== TASK DESCRIPTION ==
Beginning at the line that contains "If you would be willing to tag the wooden table" and ending at the last line of the entries, write out each line exactly; include nothing outside that span.

== EXCERPTED DATA ==
>>
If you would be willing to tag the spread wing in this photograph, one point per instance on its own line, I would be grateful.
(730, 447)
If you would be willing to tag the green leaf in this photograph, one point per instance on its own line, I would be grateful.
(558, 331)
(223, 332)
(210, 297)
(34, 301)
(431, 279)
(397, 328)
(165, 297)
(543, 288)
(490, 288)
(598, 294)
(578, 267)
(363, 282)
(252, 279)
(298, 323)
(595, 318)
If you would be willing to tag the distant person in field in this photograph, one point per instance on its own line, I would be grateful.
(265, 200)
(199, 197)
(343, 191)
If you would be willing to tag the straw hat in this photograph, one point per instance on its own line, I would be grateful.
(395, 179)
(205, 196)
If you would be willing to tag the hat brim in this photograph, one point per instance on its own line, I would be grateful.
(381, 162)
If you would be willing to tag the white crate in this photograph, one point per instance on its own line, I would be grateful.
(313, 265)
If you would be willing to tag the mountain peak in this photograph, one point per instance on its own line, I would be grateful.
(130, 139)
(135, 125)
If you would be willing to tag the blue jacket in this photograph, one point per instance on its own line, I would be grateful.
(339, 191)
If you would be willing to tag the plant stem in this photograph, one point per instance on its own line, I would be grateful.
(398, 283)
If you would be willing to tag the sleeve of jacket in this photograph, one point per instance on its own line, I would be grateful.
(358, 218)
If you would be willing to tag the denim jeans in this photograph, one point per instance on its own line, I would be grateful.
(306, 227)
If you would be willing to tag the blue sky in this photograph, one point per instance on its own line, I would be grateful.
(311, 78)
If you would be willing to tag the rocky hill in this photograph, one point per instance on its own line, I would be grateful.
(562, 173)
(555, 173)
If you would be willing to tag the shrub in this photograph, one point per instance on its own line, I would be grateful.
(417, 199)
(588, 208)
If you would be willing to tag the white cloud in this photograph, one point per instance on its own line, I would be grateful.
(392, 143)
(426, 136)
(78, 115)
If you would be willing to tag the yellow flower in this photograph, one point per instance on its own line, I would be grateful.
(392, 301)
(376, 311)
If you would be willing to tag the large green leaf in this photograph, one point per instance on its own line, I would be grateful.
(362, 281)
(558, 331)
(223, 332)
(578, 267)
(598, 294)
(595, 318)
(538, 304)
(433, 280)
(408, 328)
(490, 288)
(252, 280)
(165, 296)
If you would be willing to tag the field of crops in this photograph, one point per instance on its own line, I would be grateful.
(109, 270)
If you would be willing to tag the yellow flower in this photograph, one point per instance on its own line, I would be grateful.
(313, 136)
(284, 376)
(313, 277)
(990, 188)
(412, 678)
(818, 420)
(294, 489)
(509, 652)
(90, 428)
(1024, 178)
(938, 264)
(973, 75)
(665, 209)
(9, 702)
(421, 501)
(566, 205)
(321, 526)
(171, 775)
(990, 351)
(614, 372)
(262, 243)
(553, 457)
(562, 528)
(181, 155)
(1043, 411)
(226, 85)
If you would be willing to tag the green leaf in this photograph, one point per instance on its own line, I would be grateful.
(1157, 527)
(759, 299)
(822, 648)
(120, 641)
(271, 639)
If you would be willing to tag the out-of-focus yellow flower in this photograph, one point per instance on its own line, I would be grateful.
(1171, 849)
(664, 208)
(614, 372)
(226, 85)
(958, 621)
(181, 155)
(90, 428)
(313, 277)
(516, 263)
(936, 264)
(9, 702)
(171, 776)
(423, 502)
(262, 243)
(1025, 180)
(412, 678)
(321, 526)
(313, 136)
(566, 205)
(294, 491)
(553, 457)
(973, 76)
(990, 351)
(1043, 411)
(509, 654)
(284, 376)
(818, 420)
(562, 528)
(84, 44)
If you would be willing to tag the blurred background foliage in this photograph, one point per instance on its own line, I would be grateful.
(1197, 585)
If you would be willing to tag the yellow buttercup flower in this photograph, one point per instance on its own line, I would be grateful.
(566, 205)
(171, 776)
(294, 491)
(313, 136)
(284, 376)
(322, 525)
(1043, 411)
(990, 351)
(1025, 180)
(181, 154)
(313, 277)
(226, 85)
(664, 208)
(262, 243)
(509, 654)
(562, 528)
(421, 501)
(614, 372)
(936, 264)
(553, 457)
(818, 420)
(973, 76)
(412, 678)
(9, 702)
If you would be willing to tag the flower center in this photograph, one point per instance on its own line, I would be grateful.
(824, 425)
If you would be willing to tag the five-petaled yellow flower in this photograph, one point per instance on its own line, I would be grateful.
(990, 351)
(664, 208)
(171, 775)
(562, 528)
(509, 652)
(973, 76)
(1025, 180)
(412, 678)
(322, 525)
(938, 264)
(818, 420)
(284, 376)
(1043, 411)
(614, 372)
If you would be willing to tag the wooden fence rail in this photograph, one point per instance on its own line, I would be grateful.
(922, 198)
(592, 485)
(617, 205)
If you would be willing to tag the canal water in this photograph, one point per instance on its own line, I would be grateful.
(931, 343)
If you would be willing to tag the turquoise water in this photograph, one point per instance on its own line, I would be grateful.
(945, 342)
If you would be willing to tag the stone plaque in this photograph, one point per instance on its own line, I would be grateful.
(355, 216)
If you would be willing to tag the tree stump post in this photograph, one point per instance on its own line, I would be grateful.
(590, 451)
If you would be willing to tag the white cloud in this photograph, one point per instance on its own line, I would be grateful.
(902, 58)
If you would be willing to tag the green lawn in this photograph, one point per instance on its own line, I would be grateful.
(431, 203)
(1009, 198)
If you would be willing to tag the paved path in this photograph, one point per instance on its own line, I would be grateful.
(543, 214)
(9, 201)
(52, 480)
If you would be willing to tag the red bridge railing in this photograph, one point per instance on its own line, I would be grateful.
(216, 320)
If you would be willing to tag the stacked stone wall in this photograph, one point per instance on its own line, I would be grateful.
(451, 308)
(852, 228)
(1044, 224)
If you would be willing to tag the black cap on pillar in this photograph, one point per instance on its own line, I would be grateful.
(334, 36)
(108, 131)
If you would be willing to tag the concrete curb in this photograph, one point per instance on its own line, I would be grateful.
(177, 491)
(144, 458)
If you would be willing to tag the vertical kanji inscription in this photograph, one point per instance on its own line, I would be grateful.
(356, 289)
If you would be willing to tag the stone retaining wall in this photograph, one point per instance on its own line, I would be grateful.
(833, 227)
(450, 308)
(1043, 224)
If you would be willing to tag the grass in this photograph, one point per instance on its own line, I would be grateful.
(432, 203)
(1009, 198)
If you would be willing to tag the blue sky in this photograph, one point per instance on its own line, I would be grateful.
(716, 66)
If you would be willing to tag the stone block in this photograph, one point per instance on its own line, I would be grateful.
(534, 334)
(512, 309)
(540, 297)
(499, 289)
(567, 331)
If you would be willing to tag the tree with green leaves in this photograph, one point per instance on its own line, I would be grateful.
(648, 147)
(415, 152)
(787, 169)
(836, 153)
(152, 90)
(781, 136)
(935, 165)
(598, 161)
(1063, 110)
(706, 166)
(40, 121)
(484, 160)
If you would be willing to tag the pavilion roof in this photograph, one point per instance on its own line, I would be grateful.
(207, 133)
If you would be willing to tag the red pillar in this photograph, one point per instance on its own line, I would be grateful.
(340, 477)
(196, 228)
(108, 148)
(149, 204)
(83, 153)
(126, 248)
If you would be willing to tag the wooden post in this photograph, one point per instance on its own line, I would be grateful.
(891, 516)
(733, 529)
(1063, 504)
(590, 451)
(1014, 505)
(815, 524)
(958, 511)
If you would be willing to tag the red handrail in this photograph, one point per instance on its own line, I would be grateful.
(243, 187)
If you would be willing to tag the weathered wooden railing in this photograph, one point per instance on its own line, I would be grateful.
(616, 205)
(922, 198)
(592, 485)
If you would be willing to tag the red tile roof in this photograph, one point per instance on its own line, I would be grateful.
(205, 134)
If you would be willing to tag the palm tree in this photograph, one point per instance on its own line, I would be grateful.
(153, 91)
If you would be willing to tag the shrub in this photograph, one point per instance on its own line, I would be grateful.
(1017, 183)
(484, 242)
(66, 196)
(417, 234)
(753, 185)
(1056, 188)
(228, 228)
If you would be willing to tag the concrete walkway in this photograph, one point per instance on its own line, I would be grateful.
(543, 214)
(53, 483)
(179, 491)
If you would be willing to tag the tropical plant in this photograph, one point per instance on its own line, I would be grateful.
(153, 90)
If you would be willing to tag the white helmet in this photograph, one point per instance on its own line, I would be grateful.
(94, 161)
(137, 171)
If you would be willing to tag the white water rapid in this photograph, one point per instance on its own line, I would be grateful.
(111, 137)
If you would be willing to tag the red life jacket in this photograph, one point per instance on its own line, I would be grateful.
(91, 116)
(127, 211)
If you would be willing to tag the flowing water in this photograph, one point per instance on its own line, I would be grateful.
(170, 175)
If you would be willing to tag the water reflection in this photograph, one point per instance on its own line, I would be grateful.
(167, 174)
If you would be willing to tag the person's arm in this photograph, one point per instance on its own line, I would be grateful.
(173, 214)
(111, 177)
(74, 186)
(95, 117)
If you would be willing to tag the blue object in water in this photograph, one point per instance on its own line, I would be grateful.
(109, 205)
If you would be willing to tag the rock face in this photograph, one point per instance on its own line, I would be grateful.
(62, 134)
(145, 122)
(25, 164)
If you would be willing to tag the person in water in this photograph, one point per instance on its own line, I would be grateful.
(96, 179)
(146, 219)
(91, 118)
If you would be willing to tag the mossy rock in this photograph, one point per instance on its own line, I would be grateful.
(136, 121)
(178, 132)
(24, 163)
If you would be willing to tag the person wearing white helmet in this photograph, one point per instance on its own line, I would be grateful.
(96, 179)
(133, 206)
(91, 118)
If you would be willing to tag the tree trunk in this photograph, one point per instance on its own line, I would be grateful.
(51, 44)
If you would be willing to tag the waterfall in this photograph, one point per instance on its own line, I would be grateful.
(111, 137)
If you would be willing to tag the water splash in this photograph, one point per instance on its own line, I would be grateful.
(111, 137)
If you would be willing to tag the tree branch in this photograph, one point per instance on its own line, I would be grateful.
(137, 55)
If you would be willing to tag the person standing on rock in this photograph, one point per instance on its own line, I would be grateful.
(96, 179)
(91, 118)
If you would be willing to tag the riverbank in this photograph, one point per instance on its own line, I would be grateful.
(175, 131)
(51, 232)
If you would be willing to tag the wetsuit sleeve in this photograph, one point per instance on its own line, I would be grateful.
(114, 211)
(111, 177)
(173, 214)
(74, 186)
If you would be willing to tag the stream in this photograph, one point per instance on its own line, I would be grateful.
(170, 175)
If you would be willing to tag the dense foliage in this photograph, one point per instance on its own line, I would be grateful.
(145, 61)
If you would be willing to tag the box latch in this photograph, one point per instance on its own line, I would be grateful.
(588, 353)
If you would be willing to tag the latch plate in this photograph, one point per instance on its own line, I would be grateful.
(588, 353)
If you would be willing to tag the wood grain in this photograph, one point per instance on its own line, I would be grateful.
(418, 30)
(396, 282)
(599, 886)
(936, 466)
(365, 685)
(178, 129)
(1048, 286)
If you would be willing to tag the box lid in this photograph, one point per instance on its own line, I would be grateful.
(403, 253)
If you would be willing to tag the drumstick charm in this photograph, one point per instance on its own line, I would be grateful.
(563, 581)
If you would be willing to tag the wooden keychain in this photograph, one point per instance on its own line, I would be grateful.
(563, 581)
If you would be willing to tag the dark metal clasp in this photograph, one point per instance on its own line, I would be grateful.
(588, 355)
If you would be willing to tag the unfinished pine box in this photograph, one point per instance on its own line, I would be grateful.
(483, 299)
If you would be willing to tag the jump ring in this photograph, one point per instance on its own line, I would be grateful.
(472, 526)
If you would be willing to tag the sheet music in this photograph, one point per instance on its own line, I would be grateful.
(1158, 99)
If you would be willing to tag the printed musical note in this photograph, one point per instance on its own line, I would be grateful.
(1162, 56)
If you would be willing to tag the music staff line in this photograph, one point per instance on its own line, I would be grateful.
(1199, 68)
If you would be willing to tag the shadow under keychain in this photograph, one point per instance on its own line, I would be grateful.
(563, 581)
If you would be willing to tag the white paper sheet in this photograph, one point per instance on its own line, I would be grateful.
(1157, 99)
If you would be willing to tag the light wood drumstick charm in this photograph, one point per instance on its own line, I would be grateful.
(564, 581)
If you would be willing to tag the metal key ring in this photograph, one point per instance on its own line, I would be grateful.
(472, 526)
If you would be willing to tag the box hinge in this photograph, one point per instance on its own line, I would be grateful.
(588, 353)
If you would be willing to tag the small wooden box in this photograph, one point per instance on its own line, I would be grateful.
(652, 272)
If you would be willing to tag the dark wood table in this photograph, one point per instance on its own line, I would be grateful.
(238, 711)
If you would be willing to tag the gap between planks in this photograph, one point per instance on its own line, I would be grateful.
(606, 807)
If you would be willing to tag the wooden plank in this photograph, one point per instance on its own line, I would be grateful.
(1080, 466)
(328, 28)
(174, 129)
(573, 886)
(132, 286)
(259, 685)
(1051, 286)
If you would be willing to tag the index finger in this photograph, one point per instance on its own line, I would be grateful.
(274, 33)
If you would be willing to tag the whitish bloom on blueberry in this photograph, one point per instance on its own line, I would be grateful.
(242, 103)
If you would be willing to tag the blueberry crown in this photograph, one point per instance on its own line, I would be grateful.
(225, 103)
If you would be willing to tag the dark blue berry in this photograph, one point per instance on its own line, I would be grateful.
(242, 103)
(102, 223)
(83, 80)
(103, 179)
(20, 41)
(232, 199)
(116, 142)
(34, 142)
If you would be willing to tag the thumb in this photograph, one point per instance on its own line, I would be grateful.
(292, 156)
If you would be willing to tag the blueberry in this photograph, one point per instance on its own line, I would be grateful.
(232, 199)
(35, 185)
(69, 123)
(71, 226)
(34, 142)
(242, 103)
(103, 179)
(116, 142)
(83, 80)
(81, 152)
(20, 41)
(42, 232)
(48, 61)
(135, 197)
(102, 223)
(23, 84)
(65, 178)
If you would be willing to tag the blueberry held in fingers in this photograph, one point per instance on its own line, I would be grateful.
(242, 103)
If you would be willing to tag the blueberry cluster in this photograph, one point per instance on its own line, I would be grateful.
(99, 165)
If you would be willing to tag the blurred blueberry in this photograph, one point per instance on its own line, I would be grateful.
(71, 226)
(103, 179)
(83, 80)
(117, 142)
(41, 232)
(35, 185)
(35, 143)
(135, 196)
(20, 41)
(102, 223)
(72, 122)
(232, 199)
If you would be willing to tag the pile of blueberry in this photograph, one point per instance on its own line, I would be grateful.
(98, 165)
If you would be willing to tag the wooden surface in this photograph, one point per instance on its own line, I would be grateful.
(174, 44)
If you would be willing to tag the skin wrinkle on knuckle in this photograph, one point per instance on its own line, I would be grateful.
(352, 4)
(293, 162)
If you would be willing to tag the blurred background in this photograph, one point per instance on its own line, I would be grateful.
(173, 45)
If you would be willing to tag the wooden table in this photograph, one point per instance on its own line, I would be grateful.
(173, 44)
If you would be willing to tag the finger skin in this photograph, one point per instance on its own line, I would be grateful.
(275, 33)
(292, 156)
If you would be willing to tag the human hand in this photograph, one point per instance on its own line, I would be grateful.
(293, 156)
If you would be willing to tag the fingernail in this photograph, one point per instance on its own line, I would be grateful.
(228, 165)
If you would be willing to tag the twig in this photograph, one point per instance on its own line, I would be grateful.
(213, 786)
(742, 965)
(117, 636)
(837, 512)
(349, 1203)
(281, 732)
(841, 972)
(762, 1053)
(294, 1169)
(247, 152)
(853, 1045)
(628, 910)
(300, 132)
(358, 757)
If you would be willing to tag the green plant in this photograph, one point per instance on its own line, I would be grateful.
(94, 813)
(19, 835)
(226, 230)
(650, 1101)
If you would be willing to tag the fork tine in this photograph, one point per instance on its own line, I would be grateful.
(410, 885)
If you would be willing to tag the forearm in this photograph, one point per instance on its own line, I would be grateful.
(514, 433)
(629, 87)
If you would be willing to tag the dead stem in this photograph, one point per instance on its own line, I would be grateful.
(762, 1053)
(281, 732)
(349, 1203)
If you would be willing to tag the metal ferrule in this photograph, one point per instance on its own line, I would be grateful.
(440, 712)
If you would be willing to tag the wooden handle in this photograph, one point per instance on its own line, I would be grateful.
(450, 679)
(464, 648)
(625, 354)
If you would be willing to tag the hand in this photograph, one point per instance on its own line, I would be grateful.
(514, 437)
<<
== TASK OUTPUT ==
If you would be willing to tag the wooden table in this photograph, one point per instance on its own line, I would be grateful.
(173, 44)
If you would be willing to tag the finger skin in this photograph, one point per instance on its own line, I would be grateful.
(275, 33)
(292, 156)
If you would be willing to tag the human hand in this photograph, one point per instance on its own line, I would be grateful.
(293, 156)
If you would be willing to tag the fingernail in this photograph, one point per instance on its own line, I would be grateful.
(228, 165)
If you would be willing to tag the twig in this photograph, one point per instance on its own line, I would be grateful.
(213, 786)
(742, 965)
(117, 636)
(837, 512)
(349, 1203)
(281, 732)
(841, 972)
(762, 1053)
(294, 1169)
(247, 152)
(853, 1045)
(628, 910)
(300, 132)
(358, 757)
If you would be willing to tag the green plant in this photograph, one point per instance on its own line, I would be grateful.
(94, 813)
(19, 835)
(226, 230)
(650, 1101)
If you would be willing to tag the fork tine in this photograph, one point per instance on its own line, I would be grateful.
(410, 885)
If you would be willing to tag the forearm in this photograph, one point per instance on its own line, I would be grateful.
(514, 433)
(629, 87)
If you would be willing to tag the dead stem in this photograph, one point per instance on its own line, I would be grateful.
(762, 1053)
(281, 732)
(349, 1203)
If you would be willing to tag the metal ferrule in this photograph, one point per instance on its own line, I would be grateful.
(440, 712)
If you would be willing to tag the wooden handle in this photograph, one point per instance on its own line, I would be grateful.
(450, 679)
(464, 648)
(625, 354)
If you would be willing to tag the hand in this photograph, one point per instance on its own line, I would be grateful.
(514, 437)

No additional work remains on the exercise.